[begin Provided records]

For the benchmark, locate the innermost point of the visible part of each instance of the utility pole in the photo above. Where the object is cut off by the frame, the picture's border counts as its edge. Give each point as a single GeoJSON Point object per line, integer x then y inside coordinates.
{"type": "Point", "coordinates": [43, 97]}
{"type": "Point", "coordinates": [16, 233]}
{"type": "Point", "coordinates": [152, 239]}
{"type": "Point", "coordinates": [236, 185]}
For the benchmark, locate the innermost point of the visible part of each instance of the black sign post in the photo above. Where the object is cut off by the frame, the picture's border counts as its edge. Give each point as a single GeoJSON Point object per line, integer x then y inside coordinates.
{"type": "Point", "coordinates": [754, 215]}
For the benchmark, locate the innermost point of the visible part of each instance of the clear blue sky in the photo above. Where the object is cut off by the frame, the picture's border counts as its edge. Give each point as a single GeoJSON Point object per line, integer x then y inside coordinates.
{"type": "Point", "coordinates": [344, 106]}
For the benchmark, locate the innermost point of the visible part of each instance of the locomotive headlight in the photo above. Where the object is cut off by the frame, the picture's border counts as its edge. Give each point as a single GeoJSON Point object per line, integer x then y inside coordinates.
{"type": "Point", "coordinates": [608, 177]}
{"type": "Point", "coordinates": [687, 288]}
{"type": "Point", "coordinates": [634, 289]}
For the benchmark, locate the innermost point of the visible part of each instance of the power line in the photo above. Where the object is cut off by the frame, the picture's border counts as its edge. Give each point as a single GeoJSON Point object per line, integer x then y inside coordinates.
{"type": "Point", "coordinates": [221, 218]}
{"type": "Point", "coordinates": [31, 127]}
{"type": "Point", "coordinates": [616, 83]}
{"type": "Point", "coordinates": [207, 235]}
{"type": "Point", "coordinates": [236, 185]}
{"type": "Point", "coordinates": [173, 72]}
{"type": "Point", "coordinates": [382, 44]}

[end Provided records]

# [Problem to solve]
Copy out the items above, with "benchmark" replaced by "evaluation" wherever it occurs. Leave everything else unchanged.

# [Result of the exercise]
For the evaluation, locate the innermost point of the visible part of each instance of the utility pole in the photo above. Where the object is cut off by the frame, the picture's border counts as its edge. Give each point as a single GeoJSON Point object per line, integer x then y inside coordinates.
{"type": "Point", "coordinates": [43, 97]}
{"type": "Point", "coordinates": [16, 233]}
{"type": "Point", "coordinates": [152, 239]}
{"type": "Point", "coordinates": [236, 185]}
For the evaluation, locate the innermost point of the visible part of each instance of the black sign post in the photo above. Where the object is cut off by the frame, the picture's border counts as its edge. Give each point as a single GeoJSON Point object per line, integer x then y inside coordinates.
{"type": "Point", "coordinates": [754, 215]}
For the evaluation, locate the innermost point of the visible part of each instance of the clear blue sky in the photo above. Where the object is cut off by the frame, the picture's border counts as its edge. Give each point as a single GeoJSON Point object per line, integer x then y inside coordinates.
{"type": "Point", "coordinates": [344, 106]}
For the evaluation, locate the innermost point of the visible part of each instance of the locomotive headlight in the photo above. Where the object is cut off by the frame, the picture's border counts as its edge. Give each point as a single GeoJSON Point object per line, integer x then y inside coordinates.
{"type": "Point", "coordinates": [608, 177]}
{"type": "Point", "coordinates": [687, 288]}
{"type": "Point", "coordinates": [634, 289]}
For the evaluation, locate the innermost point of the visible part of each instance of the power line in the photo above. Where the object is cut off by the frame, the picture's border counts as its edge. Give each point as a single GeoJSON Point object per line, integer x then y inside coordinates.
{"type": "Point", "coordinates": [221, 218]}
{"type": "Point", "coordinates": [31, 127]}
{"type": "Point", "coordinates": [616, 83]}
{"type": "Point", "coordinates": [207, 235]}
{"type": "Point", "coordinates": [236, 185]}
{"type": "Point", "coordinates": [173, 72]}
{"type": "Point", "coordinates": [382, 44]}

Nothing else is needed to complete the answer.